-- begin Task data --

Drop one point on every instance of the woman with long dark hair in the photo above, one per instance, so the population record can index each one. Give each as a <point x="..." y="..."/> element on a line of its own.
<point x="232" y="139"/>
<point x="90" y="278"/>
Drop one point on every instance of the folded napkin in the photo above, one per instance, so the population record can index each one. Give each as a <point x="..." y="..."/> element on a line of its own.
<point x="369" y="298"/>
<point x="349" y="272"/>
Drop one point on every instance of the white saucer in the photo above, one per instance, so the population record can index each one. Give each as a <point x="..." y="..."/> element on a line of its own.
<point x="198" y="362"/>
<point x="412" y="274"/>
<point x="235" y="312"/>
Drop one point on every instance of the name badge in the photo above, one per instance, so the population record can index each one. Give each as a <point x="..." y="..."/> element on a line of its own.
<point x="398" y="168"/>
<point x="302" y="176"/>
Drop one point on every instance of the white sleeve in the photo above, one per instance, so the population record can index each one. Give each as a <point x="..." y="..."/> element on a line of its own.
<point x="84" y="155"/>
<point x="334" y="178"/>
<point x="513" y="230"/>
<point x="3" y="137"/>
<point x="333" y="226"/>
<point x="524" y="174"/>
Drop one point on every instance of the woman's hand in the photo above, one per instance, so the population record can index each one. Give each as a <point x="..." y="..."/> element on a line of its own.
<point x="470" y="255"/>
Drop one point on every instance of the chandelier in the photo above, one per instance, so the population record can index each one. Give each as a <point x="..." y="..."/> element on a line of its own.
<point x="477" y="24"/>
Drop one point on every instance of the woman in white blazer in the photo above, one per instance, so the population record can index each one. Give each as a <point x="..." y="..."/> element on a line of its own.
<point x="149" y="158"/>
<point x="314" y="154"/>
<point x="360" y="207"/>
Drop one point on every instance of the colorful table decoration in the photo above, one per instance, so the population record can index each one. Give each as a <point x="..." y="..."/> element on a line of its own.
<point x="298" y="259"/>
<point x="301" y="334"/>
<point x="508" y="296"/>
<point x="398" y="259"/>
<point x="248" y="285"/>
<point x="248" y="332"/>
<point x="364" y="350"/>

-- end Task data --

• _Stated problem_
Return exactly the lines from the line bearing "Drop one point on every instance of the woman's" to the end of the records, inclusive of both; include no other lines.

• _Result of the task_
Drop one point on every instance of the woman's hand in the photo above, one per instance, so the population record can index each one. Give each as a <point x="..." y="..."/> element on a line of its own.
<point x="470" y="255"/>
Drop one point on every instance of the chandelier in the photo above, one per instance, so the population record can index each one. Give each as a <point x="..." y="..."/> element on a line of its own.
<point x="477" y="24"/>
Drop one point on every instance of the woman in white blazer in the photo above, one per instance, so the population record can index each one. Give each as a <point x="..." y="..."/> element on a line of its own.
<point x="149" y="158"/>
<point x="314" y="154"/>
<point x="360" y="207"/>
Drop one point on every instance of the colorful table decoration in the photo above, one per instance, so the population record can index each one. Give each as a <point x="..." y="..."/> element on a line of its own.
<point x="298" y="259"/>
<point x="301" y="334"/>
<point x="508" y="296"/>
<point x="398" y="259"/>
<point x="248" y="285"/>
<point x="248" y="332"/>
<point x="364" y="350"/>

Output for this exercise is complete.